*Exercise prompt*.
State how many lines of the listing below contain the string "golden", treating uppercase and lowercase letters as distinct, and give only that number.

*Information supplied*.

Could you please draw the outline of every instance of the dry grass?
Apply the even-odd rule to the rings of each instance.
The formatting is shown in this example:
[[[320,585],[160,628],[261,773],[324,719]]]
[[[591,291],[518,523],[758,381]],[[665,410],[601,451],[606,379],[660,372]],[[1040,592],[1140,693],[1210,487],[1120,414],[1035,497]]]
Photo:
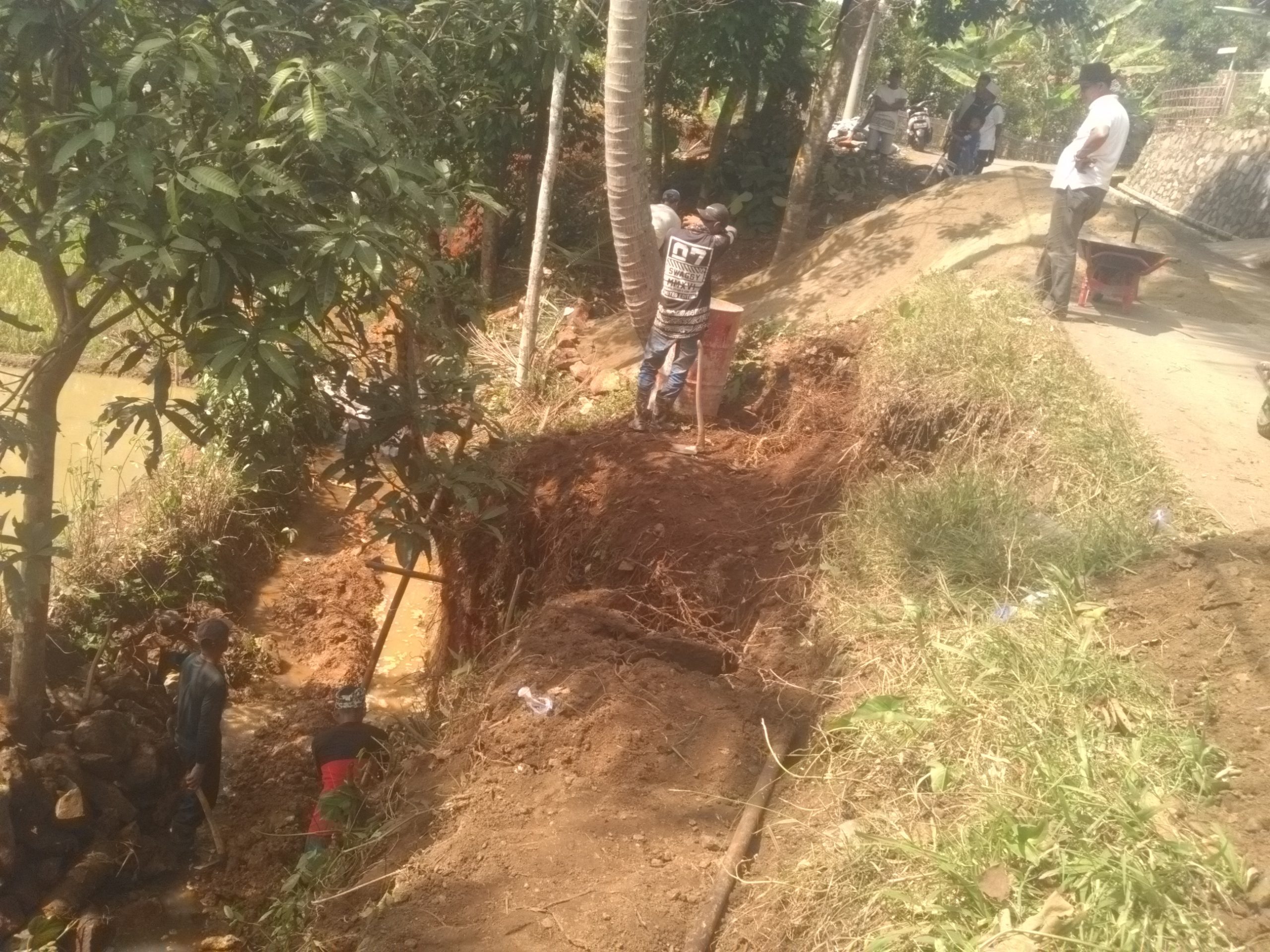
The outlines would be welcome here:
[[[1081,600],[1160,541],[1153,510],[1201,514],[1025,289],[970,292],[925,282],[862,359],[897,456],[815,588],[847,674],[776,826],[800,848],[720,948],[992,948],[1055,892],[1062,938],[1019,948],[1228,948],[1212,910],[1248,875],[1195,819],[1224,759]]]
[[[489,380],[481,401],[512,437],[579,429],[632,411],[629,387],[592,396],[568,373],[551,368],[549,358],[556,331],[568,320],[565,310],[547,288],[538,315],[536,357],[525,387],[516,386],[521,324],[514,308],[490,315],[484,327],[467,333],[471,362]]]
[[[69,555],[56,565],[58,611],[95,627],[138,607],[220,602],[227,560],[265,515],[239,462],[215,444],[169,449],[154,475],[110,501],[100,466],[71,473]],[[254,531],[253,531],[254,529]]]

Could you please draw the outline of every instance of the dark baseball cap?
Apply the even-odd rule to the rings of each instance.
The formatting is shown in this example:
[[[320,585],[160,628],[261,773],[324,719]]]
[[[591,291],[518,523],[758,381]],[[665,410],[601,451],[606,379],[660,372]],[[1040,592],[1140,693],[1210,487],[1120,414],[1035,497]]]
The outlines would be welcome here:
[[[1115,75],[1105,62],[1087,62],[1081,67],[1081,75],[1076,81],[1082,86],[1105,85],[1110,86]]]

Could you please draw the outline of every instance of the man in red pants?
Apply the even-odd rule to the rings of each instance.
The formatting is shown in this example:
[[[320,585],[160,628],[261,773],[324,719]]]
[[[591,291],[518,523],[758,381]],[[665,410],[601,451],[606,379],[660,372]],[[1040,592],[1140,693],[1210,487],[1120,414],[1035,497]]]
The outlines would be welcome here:
[[[366,689],[335,692],[335,725],[314,736],[314,762],[321,793],[309,821],[305,852],[330,845],[339,821],[349,821],[361,806],[358,768],[367,758],[387,753],[387,739],[378,727],[366,724]]]

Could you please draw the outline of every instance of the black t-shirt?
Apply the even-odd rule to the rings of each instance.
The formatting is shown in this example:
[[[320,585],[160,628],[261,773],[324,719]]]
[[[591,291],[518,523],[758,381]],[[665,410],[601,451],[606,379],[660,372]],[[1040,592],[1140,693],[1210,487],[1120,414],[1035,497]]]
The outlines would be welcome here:
[[[177,684],[177,746],[196,764],[221,757],[221,713],[229,697],[225,673],[201,652],[180,663]]]
[[[337,724],[314,736],[314,762],[323,779],[323,790],[334,790],[349,779],[353,764],[362,757],[378,757],[387,751],[389,735],[370,724],[349,721]]]
[[[711,235],[700,228],[672,228],[665,236],[662,296],[653,327],[671,340],[695,338],[710,320],[710,272],[732,248],[734,231]]]

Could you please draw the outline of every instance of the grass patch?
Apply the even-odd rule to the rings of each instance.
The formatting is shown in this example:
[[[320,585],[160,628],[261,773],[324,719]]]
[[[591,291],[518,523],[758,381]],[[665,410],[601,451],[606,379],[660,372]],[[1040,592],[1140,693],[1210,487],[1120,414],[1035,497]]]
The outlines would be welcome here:
[[[556,334],[568,326],[572,310],[561,300],[554,288],[544,291],[533,366],[523,387],[516,386],[521,321],[514,308],[490,315],[484,327],[469,334],[469,355],[486,377],[481,402],[513,439],[577,432],[629,416],[635,409],[634,387],[625,381],[607,392],[592,393],[566,371],[552,367],[559,353]]]
[[[1229,948],[1212,909],[1247,871],[1194,816],[1224,758],[1082,600],[1158,543],[1153,512],[1203,517],[1025,288],[973,291],[923,282],[862,358],[894,458],[826,541],[817,625],[848,674],[800,767],[819,809],[733,928],[761,948],[1006,948],[1020,927],[1062,938],[1012,952]]]
[[[113,301],[107,306],[105,314],[116,306],[122,307],[123,301],[122,297]],[[27,331],[0,322],[0,353],[39,354],[52,341],[53,311],[48,305],[48,293],[39,277],[39,268],[14,251],[0,251],[0,310],[41,329]],[[119,348],[127,331],[137,330],[140,326],[136,319],[127,319],[90,340],[84,350],[85,368],[97,369],[98,363]]]
[[[25,331],[10,324],[0,324],[0,352],[33,354],[48,344],[53,312],[39,278],[39,268],[13,251],[0,251],[0,310],[42,329]]]

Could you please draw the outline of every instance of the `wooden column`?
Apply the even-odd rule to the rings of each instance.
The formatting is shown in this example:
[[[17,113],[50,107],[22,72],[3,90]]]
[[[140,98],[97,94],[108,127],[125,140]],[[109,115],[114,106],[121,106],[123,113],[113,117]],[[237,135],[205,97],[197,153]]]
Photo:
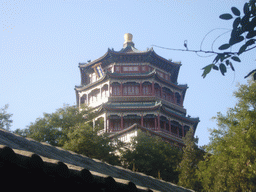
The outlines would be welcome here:
[[[121,125],[121,130],[123,130],[124,129],[124,117],[123,117],[123,114],[121,114],[121,123],[120,123],[120,125]]]
[[[157,123],[158,123],[158,127],[157,127],[157,130],[160,131],[160,115],[158,114],[157,115]]]
[[[120,85],[120,95],[123,96],[123,83],[121,82],[121,85]]]
[[[172,132],[172,127],[171,127],[171,121],[168,119],[168,124],[169,124],[169,132]]]
[[[157,129],[157,121],[156,121],[156,117],[155,117],[155,129]]]
[[[184,125],[181,125],[181,129],[182,129],[182,137],[184,137]]]
[[[152,96],[155,96],[155,83],[152,81]]]
[[[140,94],[139,94],[140,96],[142,96],[143,94],[142,94],[142,83],[140,82]]]
[[[143,114],[140,116],[140,125],[143,127]]]

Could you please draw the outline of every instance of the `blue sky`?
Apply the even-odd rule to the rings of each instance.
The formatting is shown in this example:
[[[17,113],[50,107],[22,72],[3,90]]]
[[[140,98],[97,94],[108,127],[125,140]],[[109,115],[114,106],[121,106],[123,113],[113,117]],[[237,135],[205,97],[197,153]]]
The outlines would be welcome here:
[[[231,21],[219,15],[242,9],[245,0],[1,0],[0,1],[0,106],[9,104],[13,114],[12,130],[51,113],[64,103],[73,105],[75,85],[80,84],[79,62],[94,60],[107,48],[120,50],[125,33],[133,34],[139,50],[153,44],[169,48],[200,49],[204,36],[215,28],[232,28]],[[207,36],[203,49],[209,50],[223,29]],[[219,38],[215,50],[226,43]],[[169,51],[155,52],[181,61],[178,82],[188,84],[184,106],[187,114],[200,117],[196,135],[199,145],[209,142],[208,128],[217,112],[233,107],[232,96],[238,83],[255,66],[255,52],[241,56],[228,70],[201,77],[202,68],[213,57]],[[205,56],[205,55],[203,55]]]

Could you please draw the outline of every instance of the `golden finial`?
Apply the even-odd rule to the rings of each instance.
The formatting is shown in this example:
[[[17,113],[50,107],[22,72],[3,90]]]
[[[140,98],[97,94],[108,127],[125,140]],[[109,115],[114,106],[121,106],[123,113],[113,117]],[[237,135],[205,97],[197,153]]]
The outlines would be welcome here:
[[[132,42],[132,34],[131,33],[125,33],[124,34],[124,43]]]

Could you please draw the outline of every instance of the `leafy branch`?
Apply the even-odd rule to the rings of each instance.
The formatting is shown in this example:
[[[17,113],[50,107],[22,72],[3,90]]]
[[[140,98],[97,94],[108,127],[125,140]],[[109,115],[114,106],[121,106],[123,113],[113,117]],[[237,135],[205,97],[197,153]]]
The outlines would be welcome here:
[[[157,45],[153,45],[153,46],[162,48],[162,49],[172,50],[172,51],[187,51],[187,52],[194,52],[196,54],[206,53],[206,54],[216,55],[212,63],[205,66],[202,69],[203,78],[205,78],[207,74],[211,72],[212,69],[220,71],[222,75],[225,75],[225,73],[227,72],[228,66],[231,68],[232,71],[235,71],[235,68],[232,62],[233,61],[241,62],[241,59],[239,58],[241,54],[256,48],[256,45],[254,45],[256,42],[256,38],[255,38],[256,37],[256,29],[255,29],[256,28],[256,0],[250,0],[249,3],[244,4],[243,16],[241,16],[240,10],[236,7],[232,7],[231,11],[232,11],[232,14],[224,13],[219,16],[220,19],[223,19],[223,20],[234,19],[233,29],[227,31],[227,32],[231,32],[229,41],[228,43],[225,43],[219,46],[218,49],[220,50],[220,52],[213,50],[213,44],[220,36],[222,36],[223,34],[226,34],[227,32],[221,34],[213,41],[211,51],[206,51],[201,49],[202,43],[205,37],[213,30],[207,33],[206,36],[203,38],[201,42],[200,50],[188,49],[187,40],[184,41],[184,47],[186,49],[173,49],[173,48],[166,48],[166,47],[161,47]],[[242,43],[238,51],[224,51],[227,49],[231,50],[232,46],[238,43]],[[254,80],[256,80],[255,72],[256,72],[256,69],[252,70],[250,73],[248,73],[245,76],[245,78],[253,74]]]

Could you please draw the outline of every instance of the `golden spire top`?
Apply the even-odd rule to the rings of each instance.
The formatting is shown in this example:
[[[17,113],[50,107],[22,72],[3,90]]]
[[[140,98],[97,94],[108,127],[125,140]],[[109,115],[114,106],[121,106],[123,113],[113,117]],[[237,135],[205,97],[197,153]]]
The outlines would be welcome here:
[[[134,43],[132,42],[132,34],[131,33],[125,33],[124,34],[124,45],[123,48],[126,47],[134,47]]]
[[[132,42],[132,34],[131,33],[125,33],[124,34],[124,43]]]

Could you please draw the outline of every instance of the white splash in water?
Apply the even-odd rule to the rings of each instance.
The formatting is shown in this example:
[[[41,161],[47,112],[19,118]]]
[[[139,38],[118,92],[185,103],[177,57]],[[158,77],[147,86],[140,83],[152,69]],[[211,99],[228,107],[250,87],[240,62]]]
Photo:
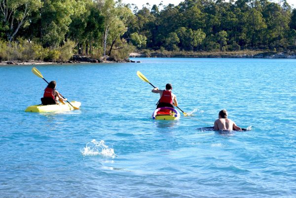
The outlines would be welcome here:
[[[211,147],[222,147],[222,144],[221,144],[221,143],[215,143],[212,144],[211,145]]]
[[[104,157],[112,158],[115,156],[114,149],[109,148],[104,140],[101,140],[99,142],[95,139],[86,144],[85,147],[81,151],[81,153],[84,156],[100,155]]]
[[[194,113],[198,112],[199,114],[202,114],[204,112],[204,111],[202,110],[199,110],[198,108],[193,109],[193,110],[189,112],[187,112],[187,115],[188,116],[192,116],[194,115]]]
[[[249,126],[249,127],[247,127],[247,131],[251,131],[252,130],[252,126]]]

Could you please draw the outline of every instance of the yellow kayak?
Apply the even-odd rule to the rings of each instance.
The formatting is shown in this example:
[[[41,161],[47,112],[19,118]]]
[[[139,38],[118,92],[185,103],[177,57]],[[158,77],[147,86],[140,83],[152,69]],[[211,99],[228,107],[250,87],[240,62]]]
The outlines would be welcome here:
[[[180,113],[173,108],[160,107],[154,111],[151,117],[153,120],[179,120],[180,118]]]
[[[79,108],[81,105],[80,102],[76,101],[72,101],[70,102],[72,105],[75,107]],[[43,105],[42,104],[38,104],[28,106],[25,111],[31,112],[50,112],[54,111],[67,111],[74,110],[74,108],[69,103],[66,104],[50,104],[48,105]]]

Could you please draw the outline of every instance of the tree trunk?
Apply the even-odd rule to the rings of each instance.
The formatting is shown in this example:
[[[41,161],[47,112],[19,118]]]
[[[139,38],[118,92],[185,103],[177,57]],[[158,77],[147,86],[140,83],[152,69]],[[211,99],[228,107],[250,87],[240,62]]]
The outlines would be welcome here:
[[[86,41],[85,44],[85,54],[88,55],[88,42]]]
[[[112,51],[112,48],[113,47],[113,45],[114,45],[114,43],[115,43],[115,41],[117,38],[117,36],[115,37],[114,40],[112,41],[112,44],[111,45],[111,47],[110,47],[110,50],[109,50],[109,53],[108,53],[108,56],[110,56],[111,55],[111,51]]]
[[[80,45],[79,43],[78,43],[78,44],[77,44],[77,47],[78,48],[78,54],[80,55],[80,54],[81,54],[81,50],[80,48]]]

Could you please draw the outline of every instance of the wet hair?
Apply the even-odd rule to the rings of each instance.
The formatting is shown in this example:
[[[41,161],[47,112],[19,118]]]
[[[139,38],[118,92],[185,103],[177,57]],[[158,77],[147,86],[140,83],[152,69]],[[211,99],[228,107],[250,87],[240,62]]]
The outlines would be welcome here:
[[[222,109],[219,112],[219,115],[221,116],[222,118],[227,118],[227,112],[226,109]]]
[[[52,81],[50,81],[50,82],[48,84],[48,85],[47,85],[47,88],[51,88],[53,90],[55,89],[55,87],[57,85],[57,83],[56,82],[56,81],[55,81],[54,80],[53,80]]]
[[[171,84],[168,83],[166,85],[165,85],[165,89],[167,89],[168,90],[169,89],[172,89],[173,86],[172,86]]]

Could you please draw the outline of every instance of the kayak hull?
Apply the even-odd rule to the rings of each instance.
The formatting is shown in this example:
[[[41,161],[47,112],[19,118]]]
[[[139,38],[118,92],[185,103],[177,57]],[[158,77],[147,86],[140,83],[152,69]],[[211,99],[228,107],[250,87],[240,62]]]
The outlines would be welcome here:
[[[72,101],[70,102],[72,105],[75,107],[79,108],[81,105],[80,102],[76,101]],[[74,110],[74,108],[69,103],[66,102],[65,104],[60,103],[59,104],[51,104],[48,105],[43,105],[42,104],[38,104],[28,106],[25,112],[51,112],[55,111],[68,111]]]
[[[175,120],[180,119],[180,113],[171,107],[160,107],[156,109],[152,114],[153,120]]]

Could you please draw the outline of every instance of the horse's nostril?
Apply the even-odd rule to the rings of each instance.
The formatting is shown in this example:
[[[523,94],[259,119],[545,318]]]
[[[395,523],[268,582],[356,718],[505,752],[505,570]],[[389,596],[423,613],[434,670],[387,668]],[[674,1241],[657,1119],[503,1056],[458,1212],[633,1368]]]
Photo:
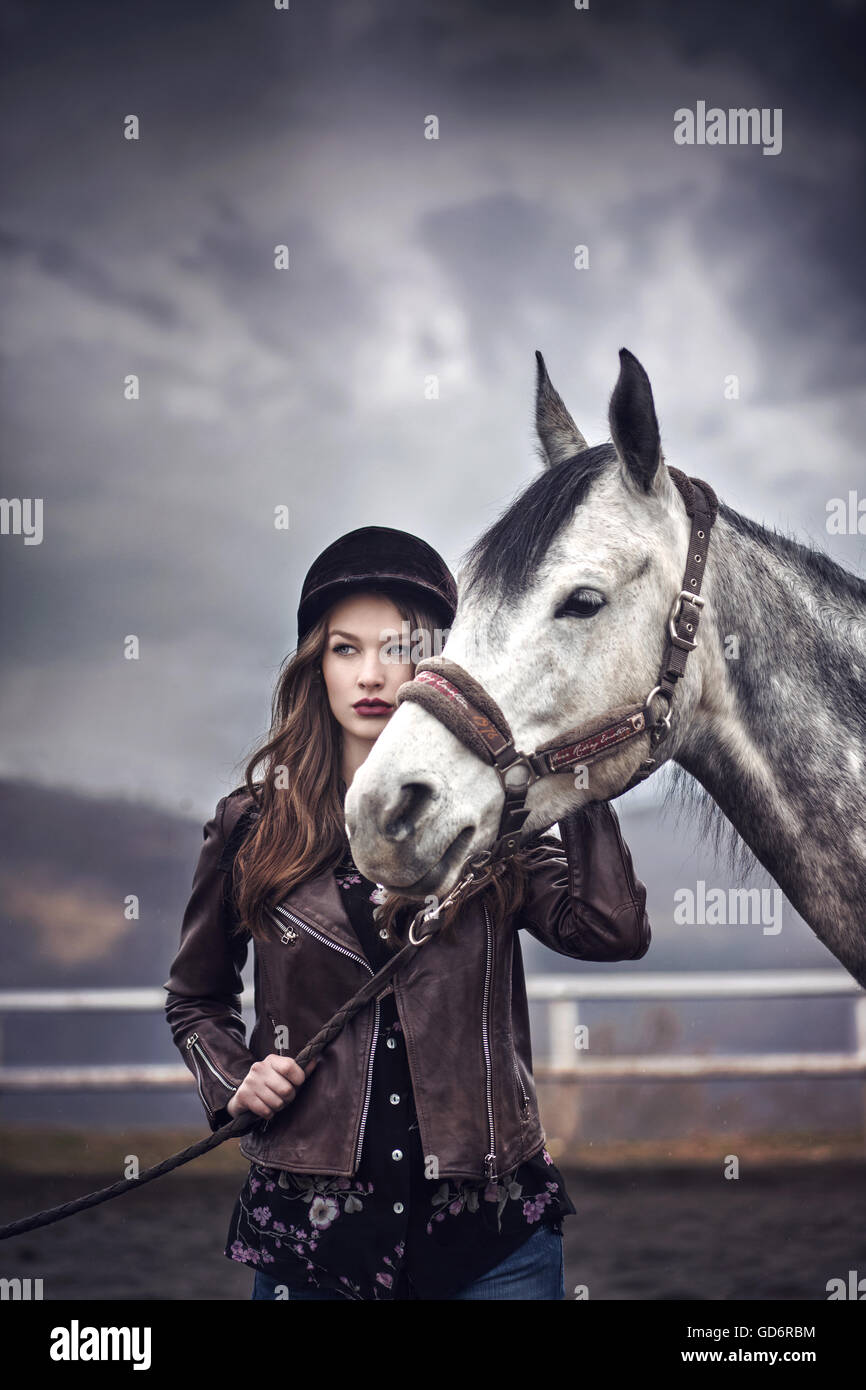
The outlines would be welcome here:
[[[425,783],[403,783],[393,805],[384,816],[388,840],[406,840],[414,834],[416,821],[432,795]]]

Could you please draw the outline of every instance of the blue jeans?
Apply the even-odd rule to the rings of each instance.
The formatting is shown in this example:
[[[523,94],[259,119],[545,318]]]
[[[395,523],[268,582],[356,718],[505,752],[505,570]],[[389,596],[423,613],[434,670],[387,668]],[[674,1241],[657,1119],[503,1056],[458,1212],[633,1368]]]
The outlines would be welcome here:
[[[274,1298],[279,1280],[256,1270],[253,1298]],[[288,1290],[288,1298],[341,1298],[345,1294],[335,1289],[304,1289],[303,1293]],[[523,1245],[503,1259],[500,1265],[488,1269],[481,1279],[474,1279],[466,1289],[452,1294],[452,1298],[545,1298],[566,1297],[563,1269],[563,1238],[550,1225],[539,1226]]]

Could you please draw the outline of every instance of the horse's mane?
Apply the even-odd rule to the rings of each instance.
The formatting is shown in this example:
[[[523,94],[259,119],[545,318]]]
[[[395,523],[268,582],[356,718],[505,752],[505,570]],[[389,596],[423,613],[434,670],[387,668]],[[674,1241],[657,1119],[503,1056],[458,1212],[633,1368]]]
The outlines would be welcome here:
[[[581,450],[552,468],[545,468],[524,488],[466,552],[466,585],[482,596],[507,600],[530,582],[549,546],[585,499],[601,474],[616,461],[612,443]],[[719,503],[719,516],[744,538],[776,555],[781,563],[806,575],[828,595],[866,602],[866,581],[837,564],[823,550],[803,545],[794,535],[766,527]],[[762,870],[762,865],[735,826],[705,787],[678,763],[666,764],[662,815],[673,813],[680,830],[695,831],[695,844],[709,841],[719,863],[735,877]]]
[[[506,600],[520,594],[589,485],[613,463],[613,445],[599,443],[532,478],[463,556],[467,589]]]

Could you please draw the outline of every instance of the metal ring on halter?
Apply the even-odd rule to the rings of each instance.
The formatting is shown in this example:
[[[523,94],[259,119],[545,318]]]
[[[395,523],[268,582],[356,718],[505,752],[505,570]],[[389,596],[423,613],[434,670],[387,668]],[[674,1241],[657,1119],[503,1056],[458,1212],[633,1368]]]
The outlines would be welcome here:
[[[428,931],[425,937],[421,937],[420,941],[416,941],[413,934],[416,929],[416,922],[417,922],[417,913],[411,920],[411,926],[409,927],[409,940],[411,941],[413,947],[423,947],[432,937],[432,931]]]
[[[649,695],[646,696],[646,703],[652,703],[653,695],[663,695],[667,701],[667,713],[655,721],[649,728],[651,745],[656,748],[663,739],[670,734],[670,713],[673,709],[673,695],[670,691],[663,691],[660,685],[653,685]]]

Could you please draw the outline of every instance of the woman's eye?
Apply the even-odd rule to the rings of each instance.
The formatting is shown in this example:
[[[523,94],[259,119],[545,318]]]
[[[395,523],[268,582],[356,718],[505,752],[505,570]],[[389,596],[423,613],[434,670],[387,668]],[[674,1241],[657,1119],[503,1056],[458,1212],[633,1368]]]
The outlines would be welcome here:
[[[598,589],[574,589],[564,603],[559,605],[555,617],[595,617],[605,607],[605,602]]]

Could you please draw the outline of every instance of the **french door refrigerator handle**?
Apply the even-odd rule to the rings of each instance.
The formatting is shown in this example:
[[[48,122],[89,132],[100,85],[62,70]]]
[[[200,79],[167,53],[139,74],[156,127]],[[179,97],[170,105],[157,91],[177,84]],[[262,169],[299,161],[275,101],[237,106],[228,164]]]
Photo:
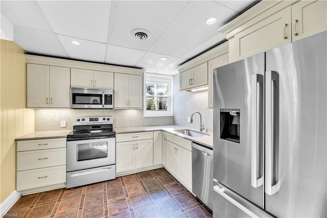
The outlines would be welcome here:
[[[266,71],[265,73],[265,192],[269,195],[273,195],[278,191],[279,182],[273,181],[274,174],[274,113],[275,108],[274,94],[275,82],[277,78],[277,72]],[[277,176],[277,175],[276,175]],[[275,183],[275,184],[273,184]]]
[[[260,122],[263,119],[261,117],[261,95],[263,92],[263,75],[251,75],[251,185],[258,188],[263,184],[264,177],[262,164],[261,163],[260,126]],[[261,157],[262,158],[262,157]]]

*Exercise result*.
2